__The task__: Please arrange the records from the line that contains "sample: [683, 240]." through the end of the records as a two-column CSV with the columns text and answer, with one row per record and only those records included. Put each value in a single quoted field, replacing any line breaks with spaces.

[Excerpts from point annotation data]

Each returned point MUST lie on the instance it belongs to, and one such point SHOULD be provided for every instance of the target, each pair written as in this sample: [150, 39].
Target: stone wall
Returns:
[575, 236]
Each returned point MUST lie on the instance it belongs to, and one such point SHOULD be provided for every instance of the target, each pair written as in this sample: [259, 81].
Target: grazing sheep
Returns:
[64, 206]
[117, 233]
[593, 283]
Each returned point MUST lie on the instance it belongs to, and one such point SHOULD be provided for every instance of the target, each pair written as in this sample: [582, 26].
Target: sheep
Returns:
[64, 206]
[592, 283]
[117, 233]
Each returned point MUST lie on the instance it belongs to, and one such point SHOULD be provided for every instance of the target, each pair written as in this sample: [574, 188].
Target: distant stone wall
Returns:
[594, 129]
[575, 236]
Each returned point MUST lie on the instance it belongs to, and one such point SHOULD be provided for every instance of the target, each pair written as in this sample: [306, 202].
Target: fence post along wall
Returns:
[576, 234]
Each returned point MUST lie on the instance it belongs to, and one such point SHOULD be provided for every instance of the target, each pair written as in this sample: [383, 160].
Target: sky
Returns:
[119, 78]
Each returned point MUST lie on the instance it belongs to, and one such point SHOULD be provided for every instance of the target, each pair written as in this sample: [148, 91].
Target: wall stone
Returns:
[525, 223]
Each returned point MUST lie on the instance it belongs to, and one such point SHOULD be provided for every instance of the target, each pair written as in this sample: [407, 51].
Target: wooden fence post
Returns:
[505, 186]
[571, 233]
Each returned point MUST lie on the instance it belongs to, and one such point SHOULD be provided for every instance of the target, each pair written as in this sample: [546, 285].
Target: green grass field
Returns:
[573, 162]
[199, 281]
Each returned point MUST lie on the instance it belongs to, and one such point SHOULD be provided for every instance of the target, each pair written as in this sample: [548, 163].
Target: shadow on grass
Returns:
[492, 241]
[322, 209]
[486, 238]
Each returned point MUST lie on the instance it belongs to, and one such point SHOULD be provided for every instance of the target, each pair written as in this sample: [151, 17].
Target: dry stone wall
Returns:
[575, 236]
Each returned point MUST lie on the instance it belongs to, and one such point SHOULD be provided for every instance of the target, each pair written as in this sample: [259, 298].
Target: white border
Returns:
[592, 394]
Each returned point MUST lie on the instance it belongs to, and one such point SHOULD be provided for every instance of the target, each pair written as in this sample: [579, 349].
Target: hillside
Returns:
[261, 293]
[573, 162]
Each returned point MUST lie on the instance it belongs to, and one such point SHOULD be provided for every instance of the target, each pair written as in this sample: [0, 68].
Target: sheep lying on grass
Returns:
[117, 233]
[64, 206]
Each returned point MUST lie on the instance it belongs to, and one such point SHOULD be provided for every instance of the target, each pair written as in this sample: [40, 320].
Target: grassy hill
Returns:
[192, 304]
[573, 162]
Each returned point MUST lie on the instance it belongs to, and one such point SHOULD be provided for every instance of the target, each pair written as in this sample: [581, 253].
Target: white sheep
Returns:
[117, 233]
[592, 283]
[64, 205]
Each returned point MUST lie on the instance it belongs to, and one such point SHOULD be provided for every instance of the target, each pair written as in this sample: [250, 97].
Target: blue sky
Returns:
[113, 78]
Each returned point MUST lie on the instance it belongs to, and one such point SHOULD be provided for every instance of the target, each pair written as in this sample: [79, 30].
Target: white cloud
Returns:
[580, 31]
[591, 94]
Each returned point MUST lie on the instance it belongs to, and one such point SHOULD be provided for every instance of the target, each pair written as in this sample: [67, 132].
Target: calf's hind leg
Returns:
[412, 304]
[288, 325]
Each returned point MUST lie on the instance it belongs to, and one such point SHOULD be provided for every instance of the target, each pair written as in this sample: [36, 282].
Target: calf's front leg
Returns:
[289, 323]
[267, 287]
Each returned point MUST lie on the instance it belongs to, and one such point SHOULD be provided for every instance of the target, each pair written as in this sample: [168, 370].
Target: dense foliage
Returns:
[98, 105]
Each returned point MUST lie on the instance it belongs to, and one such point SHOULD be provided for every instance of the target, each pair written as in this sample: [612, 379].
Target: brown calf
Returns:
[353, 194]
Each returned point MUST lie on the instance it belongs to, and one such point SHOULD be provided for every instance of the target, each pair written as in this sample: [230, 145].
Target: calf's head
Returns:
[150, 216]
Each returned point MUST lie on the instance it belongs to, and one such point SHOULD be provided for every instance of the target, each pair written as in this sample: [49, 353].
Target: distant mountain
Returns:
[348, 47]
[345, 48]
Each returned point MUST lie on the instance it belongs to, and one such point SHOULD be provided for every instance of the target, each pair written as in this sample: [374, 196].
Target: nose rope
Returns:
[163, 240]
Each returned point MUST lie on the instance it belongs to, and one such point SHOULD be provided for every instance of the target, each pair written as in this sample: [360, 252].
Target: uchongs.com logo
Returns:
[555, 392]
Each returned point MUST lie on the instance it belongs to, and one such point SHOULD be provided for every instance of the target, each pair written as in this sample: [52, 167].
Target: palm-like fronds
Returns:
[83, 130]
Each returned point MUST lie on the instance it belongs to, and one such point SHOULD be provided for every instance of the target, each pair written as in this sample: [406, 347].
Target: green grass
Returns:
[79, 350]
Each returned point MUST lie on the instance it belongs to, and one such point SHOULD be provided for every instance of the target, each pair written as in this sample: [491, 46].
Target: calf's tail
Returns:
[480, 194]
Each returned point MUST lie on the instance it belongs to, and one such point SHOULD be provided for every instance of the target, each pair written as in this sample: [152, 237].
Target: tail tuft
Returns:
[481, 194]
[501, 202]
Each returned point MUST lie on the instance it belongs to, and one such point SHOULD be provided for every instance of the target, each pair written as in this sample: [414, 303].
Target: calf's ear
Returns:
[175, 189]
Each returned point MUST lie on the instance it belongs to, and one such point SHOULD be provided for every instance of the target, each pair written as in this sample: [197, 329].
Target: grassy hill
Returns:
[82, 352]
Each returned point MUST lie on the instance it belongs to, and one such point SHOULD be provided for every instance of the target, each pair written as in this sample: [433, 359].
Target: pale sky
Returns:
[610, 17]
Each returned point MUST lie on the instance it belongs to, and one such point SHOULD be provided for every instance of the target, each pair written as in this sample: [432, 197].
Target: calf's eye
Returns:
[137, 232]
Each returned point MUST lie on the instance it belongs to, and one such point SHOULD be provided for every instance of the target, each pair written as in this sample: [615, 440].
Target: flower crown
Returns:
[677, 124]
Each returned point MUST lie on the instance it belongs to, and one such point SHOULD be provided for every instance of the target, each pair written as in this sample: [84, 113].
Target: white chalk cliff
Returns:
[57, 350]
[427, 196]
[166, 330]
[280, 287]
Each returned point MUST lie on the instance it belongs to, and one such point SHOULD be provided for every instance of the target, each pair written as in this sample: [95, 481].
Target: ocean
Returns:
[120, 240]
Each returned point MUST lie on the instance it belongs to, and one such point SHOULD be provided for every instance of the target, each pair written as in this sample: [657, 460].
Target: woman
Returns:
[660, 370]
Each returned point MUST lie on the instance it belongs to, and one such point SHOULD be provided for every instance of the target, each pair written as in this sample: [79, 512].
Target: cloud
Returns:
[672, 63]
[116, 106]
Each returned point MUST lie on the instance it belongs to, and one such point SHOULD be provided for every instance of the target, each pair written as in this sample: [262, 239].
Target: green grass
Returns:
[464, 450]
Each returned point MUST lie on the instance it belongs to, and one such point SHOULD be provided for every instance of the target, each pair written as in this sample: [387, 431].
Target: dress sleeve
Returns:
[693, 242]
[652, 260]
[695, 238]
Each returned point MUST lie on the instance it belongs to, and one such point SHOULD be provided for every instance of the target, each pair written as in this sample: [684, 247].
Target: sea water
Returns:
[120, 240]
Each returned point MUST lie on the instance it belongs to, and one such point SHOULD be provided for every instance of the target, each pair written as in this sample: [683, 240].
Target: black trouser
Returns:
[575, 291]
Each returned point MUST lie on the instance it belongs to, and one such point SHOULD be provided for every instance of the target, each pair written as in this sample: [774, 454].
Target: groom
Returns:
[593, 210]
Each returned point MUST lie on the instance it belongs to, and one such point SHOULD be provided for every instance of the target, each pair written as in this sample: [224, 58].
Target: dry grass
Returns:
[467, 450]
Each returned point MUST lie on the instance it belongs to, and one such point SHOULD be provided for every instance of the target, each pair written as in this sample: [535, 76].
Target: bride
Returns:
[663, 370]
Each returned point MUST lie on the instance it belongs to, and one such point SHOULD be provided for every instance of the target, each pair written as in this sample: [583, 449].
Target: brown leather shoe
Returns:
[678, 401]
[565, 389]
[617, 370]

__Exercise answer__:
text,answer
"Each returned point MUST lie on the instance it belongs to, and one such point SHOULD be provided for every instance of the target, each pair written as in this sample: [683, 240]. Target: black trouser Returns:","[575, 291]"
"Each returned point MUST lie on the instance it belongs to, and one such point SHOULD be provided for every instance of the target, each pair written as in this sample: [774, 454]. Target: groom Returns:","[593, 210]"
"Each returned point MUST lie on the instance it belongs to, and one such point SHOULD be provided for every instance of the target, each pair written as in this sample: [224, 58]. Target: dry grass Returns:","[467, 450]"
"Each returned point MUST lie on the instance it belongs to, and one such point SHOULD be provided for every instance of the target, each pair written as in this sample: [535, 76]. Target: bride Returns:","[663, 370]"
"Each returned point MUST lie on the instance it belongs to, and one such point SHOULD be provided for every instance of the target, each pair written as in this sample: [583, 449]. Target: brown leather shoe Returns:","[678, 401] [565, 389] [617, 370]"